Supplied information below:

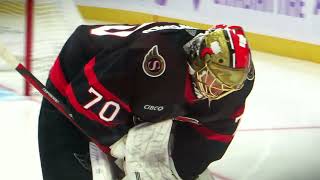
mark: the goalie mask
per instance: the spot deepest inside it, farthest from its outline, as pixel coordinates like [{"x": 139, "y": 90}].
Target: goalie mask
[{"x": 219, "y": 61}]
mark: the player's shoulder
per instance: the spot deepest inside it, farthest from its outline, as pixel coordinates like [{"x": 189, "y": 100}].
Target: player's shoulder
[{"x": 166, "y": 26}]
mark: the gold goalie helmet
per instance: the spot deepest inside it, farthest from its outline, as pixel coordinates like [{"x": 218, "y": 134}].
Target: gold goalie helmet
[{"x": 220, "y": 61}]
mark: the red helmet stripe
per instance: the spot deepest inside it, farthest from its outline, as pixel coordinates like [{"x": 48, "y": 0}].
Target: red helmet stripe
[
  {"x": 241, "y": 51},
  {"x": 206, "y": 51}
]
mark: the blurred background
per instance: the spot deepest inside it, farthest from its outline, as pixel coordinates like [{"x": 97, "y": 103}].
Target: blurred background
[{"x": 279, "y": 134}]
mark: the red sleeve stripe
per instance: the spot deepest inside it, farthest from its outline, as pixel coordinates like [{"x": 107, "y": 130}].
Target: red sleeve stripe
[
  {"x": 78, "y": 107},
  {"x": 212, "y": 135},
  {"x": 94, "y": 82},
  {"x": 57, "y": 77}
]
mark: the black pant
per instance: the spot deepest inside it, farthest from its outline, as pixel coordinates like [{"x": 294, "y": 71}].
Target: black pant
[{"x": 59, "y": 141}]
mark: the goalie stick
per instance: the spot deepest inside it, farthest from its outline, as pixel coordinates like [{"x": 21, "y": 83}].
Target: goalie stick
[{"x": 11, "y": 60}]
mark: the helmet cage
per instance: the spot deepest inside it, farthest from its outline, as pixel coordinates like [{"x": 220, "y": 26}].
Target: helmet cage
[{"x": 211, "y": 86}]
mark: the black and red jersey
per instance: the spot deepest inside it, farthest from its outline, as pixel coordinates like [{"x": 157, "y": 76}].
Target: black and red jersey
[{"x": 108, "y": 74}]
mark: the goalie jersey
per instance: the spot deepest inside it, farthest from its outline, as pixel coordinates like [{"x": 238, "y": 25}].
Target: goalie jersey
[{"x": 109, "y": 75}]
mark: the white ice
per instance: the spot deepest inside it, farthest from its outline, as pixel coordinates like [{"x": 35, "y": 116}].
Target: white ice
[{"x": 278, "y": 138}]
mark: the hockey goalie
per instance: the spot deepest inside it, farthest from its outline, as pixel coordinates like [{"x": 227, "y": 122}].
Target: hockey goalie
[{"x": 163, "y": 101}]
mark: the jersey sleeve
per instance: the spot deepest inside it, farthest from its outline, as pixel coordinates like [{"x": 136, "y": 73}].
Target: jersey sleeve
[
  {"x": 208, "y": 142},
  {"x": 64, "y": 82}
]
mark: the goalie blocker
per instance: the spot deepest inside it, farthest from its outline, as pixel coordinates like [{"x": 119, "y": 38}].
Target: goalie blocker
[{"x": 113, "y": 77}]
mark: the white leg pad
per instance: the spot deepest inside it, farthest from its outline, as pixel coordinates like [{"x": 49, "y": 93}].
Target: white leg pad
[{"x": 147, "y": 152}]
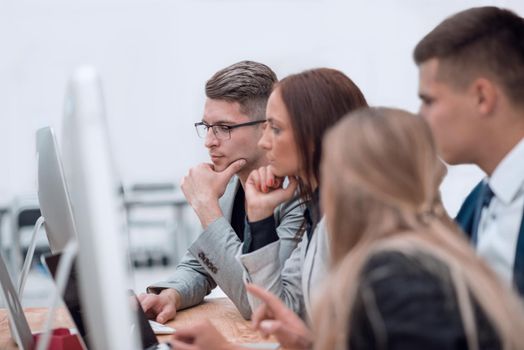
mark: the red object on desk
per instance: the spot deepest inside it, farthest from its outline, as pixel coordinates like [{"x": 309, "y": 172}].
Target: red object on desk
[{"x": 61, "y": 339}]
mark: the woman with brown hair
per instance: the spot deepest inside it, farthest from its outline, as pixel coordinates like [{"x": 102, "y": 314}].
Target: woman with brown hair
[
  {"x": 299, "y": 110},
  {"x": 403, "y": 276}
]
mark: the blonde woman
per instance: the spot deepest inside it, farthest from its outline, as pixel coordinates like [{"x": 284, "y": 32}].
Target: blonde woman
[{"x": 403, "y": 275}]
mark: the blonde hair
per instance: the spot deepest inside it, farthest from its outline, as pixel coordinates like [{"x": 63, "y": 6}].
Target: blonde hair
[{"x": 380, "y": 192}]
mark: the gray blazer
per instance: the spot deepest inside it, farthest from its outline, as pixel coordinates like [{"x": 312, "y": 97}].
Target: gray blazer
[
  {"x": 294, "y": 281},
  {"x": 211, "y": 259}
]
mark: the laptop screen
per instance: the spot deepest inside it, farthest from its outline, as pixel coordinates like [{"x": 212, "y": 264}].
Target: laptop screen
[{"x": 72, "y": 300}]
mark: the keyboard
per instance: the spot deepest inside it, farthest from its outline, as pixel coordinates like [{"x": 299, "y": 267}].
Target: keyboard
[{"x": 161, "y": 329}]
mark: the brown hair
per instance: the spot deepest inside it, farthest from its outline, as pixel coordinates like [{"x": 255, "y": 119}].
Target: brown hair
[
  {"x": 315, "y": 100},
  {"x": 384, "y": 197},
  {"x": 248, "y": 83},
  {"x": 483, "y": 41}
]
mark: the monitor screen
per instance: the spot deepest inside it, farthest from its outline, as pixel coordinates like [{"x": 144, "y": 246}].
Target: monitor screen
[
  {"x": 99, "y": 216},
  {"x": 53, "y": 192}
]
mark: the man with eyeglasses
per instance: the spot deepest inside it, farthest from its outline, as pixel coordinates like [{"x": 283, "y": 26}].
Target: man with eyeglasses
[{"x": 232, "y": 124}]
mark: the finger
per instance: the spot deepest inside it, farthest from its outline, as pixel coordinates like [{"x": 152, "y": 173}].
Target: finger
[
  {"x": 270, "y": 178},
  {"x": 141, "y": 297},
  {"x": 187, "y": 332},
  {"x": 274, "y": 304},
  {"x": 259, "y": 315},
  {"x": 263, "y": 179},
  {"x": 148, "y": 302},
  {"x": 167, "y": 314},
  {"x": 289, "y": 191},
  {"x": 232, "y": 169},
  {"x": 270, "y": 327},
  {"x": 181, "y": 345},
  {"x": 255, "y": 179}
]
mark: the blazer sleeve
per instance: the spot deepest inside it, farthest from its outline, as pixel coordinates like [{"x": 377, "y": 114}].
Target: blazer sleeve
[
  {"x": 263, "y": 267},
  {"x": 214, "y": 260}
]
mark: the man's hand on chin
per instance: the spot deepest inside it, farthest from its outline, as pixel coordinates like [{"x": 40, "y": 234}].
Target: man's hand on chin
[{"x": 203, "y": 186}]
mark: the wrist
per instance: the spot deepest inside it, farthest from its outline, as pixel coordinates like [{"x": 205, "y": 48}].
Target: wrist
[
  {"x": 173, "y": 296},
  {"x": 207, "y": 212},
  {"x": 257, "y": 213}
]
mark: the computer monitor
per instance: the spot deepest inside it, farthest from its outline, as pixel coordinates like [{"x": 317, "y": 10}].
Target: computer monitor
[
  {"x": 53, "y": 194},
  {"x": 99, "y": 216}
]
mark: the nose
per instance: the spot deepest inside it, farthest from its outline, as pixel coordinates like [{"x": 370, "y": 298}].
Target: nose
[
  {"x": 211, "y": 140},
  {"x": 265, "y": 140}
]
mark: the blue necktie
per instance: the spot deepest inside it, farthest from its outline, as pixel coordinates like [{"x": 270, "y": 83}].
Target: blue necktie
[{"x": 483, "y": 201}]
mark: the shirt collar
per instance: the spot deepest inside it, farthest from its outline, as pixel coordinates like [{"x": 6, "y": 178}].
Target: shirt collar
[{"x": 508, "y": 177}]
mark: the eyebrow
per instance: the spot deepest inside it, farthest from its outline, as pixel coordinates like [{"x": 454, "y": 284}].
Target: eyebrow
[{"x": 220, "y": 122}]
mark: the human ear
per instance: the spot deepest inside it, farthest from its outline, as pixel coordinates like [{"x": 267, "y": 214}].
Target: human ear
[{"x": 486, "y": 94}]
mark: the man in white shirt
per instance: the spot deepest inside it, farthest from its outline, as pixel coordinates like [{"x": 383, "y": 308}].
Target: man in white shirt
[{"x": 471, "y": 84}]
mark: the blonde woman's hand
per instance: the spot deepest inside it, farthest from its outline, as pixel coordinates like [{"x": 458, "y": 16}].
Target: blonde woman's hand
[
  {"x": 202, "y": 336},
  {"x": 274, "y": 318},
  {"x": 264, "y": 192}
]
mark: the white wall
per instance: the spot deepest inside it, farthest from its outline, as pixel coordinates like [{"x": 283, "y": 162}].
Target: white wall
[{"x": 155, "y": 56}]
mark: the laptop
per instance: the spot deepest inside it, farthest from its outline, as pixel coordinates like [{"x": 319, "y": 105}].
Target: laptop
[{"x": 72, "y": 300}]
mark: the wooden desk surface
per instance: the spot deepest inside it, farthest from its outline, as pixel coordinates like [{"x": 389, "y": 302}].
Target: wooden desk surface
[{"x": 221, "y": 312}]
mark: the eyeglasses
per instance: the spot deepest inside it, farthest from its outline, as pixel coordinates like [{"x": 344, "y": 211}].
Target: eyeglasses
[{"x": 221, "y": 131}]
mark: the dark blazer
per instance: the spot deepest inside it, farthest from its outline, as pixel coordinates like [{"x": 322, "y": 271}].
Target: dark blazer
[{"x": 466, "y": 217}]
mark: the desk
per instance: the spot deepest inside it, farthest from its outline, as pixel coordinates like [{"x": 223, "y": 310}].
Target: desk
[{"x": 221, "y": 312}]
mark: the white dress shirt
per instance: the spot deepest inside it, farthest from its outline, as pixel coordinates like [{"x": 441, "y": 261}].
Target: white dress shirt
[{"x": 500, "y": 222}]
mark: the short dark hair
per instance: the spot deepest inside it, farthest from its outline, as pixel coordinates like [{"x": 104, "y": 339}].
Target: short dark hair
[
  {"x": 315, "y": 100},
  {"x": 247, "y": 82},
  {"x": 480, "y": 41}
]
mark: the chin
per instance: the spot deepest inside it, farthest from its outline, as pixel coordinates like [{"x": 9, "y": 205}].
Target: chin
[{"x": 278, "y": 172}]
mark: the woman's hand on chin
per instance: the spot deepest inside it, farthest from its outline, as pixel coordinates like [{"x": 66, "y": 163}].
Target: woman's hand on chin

End of Supplied information.

Problem to work on :: Only one thing is wanted here, an exact copy of the lines from the first line above through the line containing "mark: the goalie jersey", minus any picture.

Answer box ::
mark: the goalie mask
per instance: the spot deepest inside it, farthest from its outline, as pixel coordinates like [{"x": 139, "y": 90}].
Target: goalie mask
[{"x": 219, "y": 61}]
mark: the player's shoulder
per instance: the spot deepest inside it, farthest from its outline, as pixel coordinates like [{"x": 189, "y": 100}].
Target: player's shoulder
[{"x": 166, "y": 26}]
mark: the gold goalie helmet
per instance: the spot deepest inside it, farthest from its outline, as pixel coordinates like [{"x": 218, "y": 134}].
Target: gold goalie helmet
[{"x": 220, "y": 61}]
mark: the red helmet stripe
per instance: the spot deepest inside it, farthest from its outline, as pixel coordinates like [{"x": 48, "y": 0}].
Target: red helmet stripe
[
  {"x": 241, "y": 51},
  {"x": 206, "y": 51}
]
mark: the blurred background
per instance: the spot deepest inside it, farthest from its outline, as pixel coordinates like [{"x": 97, "y": 103}].
Target: blurred background
[{"x": 279, "y": 134}]
mark: the red sleeve stripe
per instance: the spot deepest inside it, farthest from its outline, as pixel coordinates like [{"x": 107, "y": 130}].
Target: red sleeve stripe
[
  {"x": 78, "y": 107},
  {"x": 212, "y": 135},
  {"x": 94, "y": 82},
  {"x": 57, "y": 77}
]
mark: the black pant
per instance: the spot deepest inside it, farthest from its outline, as pixel coordinates like [{"x": 294, "y": 71}].
Target: black pant
[{"x": 59, "y": 141}]
mark: the goalie stick
per instance: the spot deepest inside it, farthest from its outline, as pixel coordinates like [{"x": 21, "y": 83}].
Target: goalie stick
[{"x": 11, "y": 60}]
mark: the helmet cage
per instance: the spot deepest inside it, farthest from its outline, as pixel coordinates like [{"x": 220, "y": 26}].
Target: helmet cage
[{"x": 211, "y": 86}]
mark: the black and red jersey
per instance: the spot deepest inside it, farthest from its outline, as pixel coordinates like [{"x": 157, "y": 76}].
Target: black and red jersey
[{"x": 108, "y": 74}]
mark: the goalie jersey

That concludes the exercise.